=== Source passage ===

Question Threadripper 2950x ridiculous temp readings

Mar 22, 2019
10
0
10
I built a machine a while back with a TR2950x with the ASROCK X399 phantom gaming 6 motherboard (Firmware P1.10) and enermax liqtech tr4 360 cooler running ubuntu server 18.04. It has been very unstable. The temperature in the bios reads 70C instantly on boot after being powered off for a night. lm-sensors reads idle temps of 50-70C. I am doing machine learning on my GFX card and using about 280% cpu (100% per thread. Maxing all threads will read 3200%) and the temperature reading in lm-sensors goes up to ~85C. I swapped the cooler out for the corsair and have the same problem. If I run the CPU up to 2700% the cpu temp reads ~95C. Stopping the load instantly drops it to ~70C. Is it possible I have a faulty processor or motherboard? Has anyone else seen anything like this?

Clarification: I am not overclocking
 
Last edited:
Mar 22, 2019
10
0
10
Neither Ryzen master nor HWInfo appear to run on linux. It still seems hot at load even if the temps are offset +20 degC. I am taking CPU temp from the k10temp-pci-00cb and k10temp-pci-00c3 measurements. I'll put the bigger liquid cooler back in on monday and see if those numbers make more sense.


Make sure you have the latest BIOS and install the AMD chipset drivers.
Download Ryzen Master or HWinfo and check the temps with them.
Some motherboards utilities and even the BIOS could be adding 20° C to the actual CPU temps.
Also make sure you have installed the cooler correctly and applied thermal paste covering the whole lid .
 
Mar 22, 2019
10
0
10
Somethings wrong, a max voltage at stock of under 1 volt? I've never seen that before.

===

Objectives
a - Please rewrite the part of the Threadripper temperature thread that opens with the words containing "Make sure you have the" and closes with "whole lid .", changing "thermal paste" to "thermal compound".
b - Answer these questions using the Threadripper temperature thread:
(i) Which firmware version is the motherboard running?
(ii) Which operating system does the machine run?
(iii) What CPU temperature is read when the CPU is run up to 2700%?
c - List every hardware component that the Threadripper temperature thread names by brand or model.

=== Record excerpts ===

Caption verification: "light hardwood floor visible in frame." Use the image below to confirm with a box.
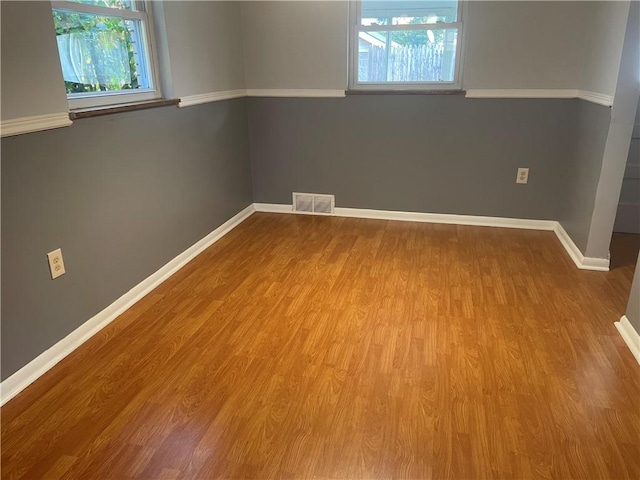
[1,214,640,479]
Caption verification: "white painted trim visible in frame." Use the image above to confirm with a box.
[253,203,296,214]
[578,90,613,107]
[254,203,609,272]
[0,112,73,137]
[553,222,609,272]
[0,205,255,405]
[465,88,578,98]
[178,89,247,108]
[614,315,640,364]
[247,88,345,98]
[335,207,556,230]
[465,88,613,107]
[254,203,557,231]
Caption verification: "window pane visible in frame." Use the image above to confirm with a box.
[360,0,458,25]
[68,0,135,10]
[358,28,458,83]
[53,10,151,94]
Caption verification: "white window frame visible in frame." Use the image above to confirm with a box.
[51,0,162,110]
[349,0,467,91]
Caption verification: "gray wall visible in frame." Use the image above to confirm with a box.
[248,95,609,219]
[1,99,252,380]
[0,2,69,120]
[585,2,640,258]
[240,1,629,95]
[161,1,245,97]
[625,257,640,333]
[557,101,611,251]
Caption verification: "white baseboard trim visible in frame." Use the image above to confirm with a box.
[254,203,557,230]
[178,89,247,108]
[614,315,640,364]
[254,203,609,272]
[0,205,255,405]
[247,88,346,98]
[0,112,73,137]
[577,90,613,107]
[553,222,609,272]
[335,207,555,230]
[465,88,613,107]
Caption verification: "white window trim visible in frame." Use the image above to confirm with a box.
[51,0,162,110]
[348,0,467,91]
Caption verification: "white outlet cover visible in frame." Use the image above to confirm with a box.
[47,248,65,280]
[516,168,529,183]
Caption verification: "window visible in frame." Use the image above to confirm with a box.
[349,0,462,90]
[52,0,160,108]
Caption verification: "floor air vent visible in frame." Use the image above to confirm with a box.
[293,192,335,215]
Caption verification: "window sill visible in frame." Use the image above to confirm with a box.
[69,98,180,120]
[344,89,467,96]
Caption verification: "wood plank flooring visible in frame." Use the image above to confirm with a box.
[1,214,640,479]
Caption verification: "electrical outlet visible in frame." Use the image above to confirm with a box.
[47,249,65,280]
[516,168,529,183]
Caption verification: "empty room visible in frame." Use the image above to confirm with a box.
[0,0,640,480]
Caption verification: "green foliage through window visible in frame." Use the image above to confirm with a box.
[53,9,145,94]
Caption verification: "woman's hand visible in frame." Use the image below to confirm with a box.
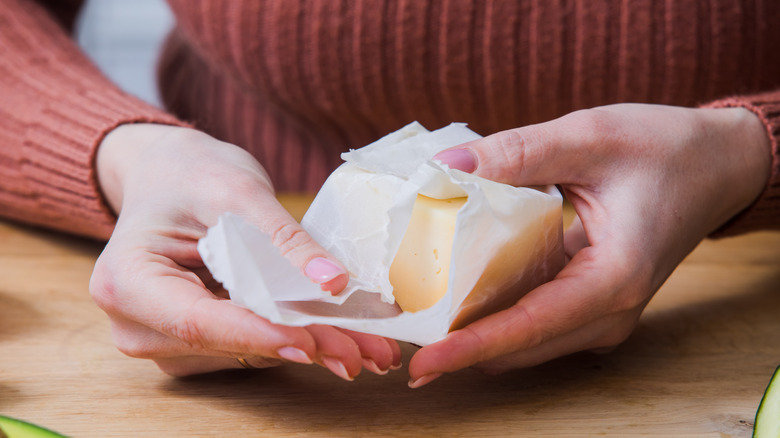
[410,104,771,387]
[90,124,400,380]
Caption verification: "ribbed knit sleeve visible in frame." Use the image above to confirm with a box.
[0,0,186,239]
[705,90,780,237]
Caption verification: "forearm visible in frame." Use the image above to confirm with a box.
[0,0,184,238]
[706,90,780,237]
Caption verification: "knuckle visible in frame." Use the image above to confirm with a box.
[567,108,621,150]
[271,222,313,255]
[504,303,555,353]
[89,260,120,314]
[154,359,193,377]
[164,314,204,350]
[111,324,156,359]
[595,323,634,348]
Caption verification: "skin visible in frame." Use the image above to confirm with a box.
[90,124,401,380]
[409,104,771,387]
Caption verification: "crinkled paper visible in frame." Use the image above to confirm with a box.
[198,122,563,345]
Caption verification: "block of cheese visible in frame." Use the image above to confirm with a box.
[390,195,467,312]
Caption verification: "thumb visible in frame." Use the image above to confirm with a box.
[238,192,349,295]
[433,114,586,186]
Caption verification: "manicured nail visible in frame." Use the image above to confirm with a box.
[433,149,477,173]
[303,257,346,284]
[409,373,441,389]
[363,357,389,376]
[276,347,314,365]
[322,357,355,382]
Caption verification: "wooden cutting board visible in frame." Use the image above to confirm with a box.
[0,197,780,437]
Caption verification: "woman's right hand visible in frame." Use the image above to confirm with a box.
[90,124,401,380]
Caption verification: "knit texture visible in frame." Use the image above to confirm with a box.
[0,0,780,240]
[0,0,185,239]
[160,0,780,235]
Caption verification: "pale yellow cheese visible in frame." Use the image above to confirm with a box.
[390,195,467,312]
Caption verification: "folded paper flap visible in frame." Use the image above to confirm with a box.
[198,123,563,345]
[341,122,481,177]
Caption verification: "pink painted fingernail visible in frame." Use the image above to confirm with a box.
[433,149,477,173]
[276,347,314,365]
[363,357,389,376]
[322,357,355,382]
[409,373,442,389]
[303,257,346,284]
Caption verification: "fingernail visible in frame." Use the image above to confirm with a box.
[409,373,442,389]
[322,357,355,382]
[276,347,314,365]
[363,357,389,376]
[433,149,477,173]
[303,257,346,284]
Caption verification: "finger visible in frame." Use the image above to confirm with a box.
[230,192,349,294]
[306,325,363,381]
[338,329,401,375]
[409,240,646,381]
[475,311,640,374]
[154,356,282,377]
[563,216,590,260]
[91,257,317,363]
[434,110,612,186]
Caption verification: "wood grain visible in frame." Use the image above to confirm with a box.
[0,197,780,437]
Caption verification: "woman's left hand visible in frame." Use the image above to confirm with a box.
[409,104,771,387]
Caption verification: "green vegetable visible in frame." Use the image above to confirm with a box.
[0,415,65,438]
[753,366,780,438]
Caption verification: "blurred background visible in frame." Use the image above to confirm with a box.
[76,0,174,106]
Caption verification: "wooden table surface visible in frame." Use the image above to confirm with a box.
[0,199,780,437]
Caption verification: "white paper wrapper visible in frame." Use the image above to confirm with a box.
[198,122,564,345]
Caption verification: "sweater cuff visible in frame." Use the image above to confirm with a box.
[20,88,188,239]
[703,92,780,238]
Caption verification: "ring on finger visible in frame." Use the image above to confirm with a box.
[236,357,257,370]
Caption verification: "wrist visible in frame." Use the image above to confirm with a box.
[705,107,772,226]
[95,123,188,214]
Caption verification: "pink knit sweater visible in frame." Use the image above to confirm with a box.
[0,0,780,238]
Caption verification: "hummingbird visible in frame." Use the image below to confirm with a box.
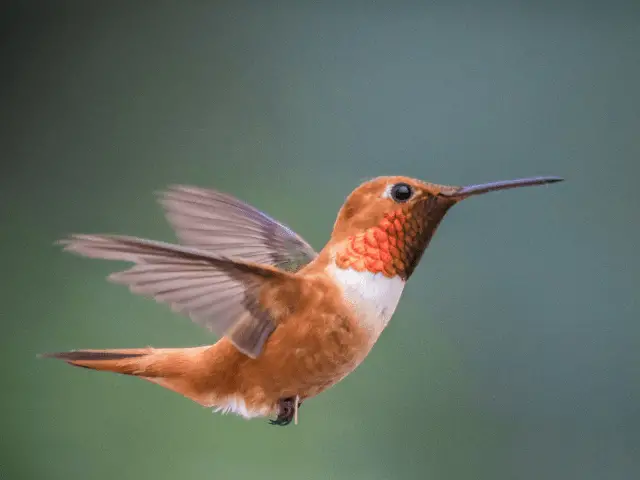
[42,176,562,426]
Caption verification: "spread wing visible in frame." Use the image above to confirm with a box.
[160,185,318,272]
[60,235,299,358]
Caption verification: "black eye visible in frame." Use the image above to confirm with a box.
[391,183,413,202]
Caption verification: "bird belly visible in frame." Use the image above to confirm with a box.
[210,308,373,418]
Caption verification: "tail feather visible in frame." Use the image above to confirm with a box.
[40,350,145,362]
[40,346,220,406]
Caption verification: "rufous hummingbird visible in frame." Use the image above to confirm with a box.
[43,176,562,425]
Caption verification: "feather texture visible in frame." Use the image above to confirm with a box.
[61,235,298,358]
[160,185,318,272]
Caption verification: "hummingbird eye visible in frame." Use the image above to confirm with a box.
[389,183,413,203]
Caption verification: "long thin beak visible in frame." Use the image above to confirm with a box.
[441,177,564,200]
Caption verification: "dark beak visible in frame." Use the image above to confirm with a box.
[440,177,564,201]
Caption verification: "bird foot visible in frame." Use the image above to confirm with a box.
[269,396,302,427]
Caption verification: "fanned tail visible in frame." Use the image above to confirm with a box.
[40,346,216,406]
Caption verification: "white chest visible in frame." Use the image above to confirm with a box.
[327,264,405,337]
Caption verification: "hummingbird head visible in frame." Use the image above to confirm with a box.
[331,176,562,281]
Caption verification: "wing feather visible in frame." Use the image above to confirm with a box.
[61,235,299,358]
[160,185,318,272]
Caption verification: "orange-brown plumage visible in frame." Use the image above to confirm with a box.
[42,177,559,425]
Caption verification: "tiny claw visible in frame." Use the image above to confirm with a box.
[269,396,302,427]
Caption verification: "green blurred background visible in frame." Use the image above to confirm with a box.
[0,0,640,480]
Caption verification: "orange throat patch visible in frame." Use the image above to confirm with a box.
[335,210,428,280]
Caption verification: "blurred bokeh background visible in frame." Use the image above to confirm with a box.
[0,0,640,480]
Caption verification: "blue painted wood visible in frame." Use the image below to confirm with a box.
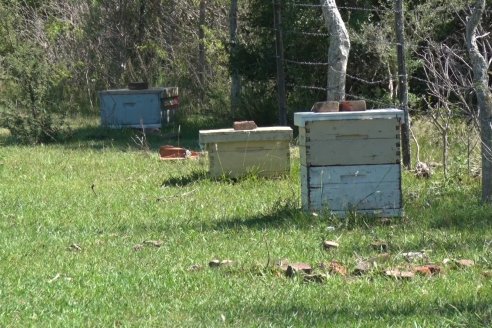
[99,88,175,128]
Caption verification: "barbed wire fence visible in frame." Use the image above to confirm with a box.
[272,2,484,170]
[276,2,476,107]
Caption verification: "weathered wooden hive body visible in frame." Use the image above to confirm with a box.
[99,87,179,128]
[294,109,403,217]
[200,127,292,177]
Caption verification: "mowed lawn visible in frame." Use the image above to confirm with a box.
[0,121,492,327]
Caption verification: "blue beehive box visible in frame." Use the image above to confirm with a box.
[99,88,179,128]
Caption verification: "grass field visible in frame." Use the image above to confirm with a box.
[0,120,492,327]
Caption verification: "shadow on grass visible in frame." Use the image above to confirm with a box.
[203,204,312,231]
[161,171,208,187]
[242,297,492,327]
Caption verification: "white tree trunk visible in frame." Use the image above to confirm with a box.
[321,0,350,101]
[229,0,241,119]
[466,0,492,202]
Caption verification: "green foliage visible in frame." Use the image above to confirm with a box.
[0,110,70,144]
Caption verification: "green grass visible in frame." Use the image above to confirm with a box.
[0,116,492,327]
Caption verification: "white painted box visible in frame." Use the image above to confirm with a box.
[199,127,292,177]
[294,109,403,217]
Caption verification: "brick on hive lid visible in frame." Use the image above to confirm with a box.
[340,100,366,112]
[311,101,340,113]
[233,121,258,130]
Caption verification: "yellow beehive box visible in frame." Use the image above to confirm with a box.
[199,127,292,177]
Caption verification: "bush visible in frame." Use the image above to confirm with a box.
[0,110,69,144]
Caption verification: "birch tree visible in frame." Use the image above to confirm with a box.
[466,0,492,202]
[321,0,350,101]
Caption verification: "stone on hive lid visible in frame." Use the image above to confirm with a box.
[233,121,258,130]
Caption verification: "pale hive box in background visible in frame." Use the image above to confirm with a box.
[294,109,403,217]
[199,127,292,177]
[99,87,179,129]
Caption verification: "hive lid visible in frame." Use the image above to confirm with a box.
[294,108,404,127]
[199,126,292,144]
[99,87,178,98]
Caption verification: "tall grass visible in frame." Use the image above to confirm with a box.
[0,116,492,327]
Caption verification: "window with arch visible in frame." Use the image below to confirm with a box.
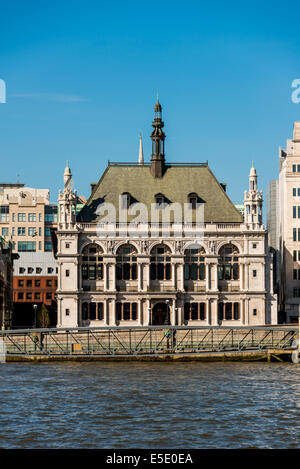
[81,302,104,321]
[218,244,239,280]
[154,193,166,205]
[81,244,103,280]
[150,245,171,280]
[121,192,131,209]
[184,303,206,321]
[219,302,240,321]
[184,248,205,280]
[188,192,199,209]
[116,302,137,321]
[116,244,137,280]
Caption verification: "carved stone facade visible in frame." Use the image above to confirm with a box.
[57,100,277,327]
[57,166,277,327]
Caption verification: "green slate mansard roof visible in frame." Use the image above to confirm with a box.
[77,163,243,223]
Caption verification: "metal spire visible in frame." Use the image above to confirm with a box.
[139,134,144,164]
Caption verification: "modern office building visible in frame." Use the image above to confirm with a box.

===

The responses
a -
Make sure you have the latest BIOS and install the AMD chipset drivers.
Download Ryzen Master or HWinfo and check the temps with them.
Some motherboards utilities and even the BIOS could be adding 20° C to the actual CPU temps.
Also make sure you have installed the cooler correctly and applied thermal compound covering the whole lid .

b -
(i) P1.10
(ii) Ubuntu server 18.04
(iii) About 95C

c -
- TR2950x processor
- ASROCK X399 phantom gaming 6 motherboard
- enermax liqtech tr4 360 cooler
- corsair cooler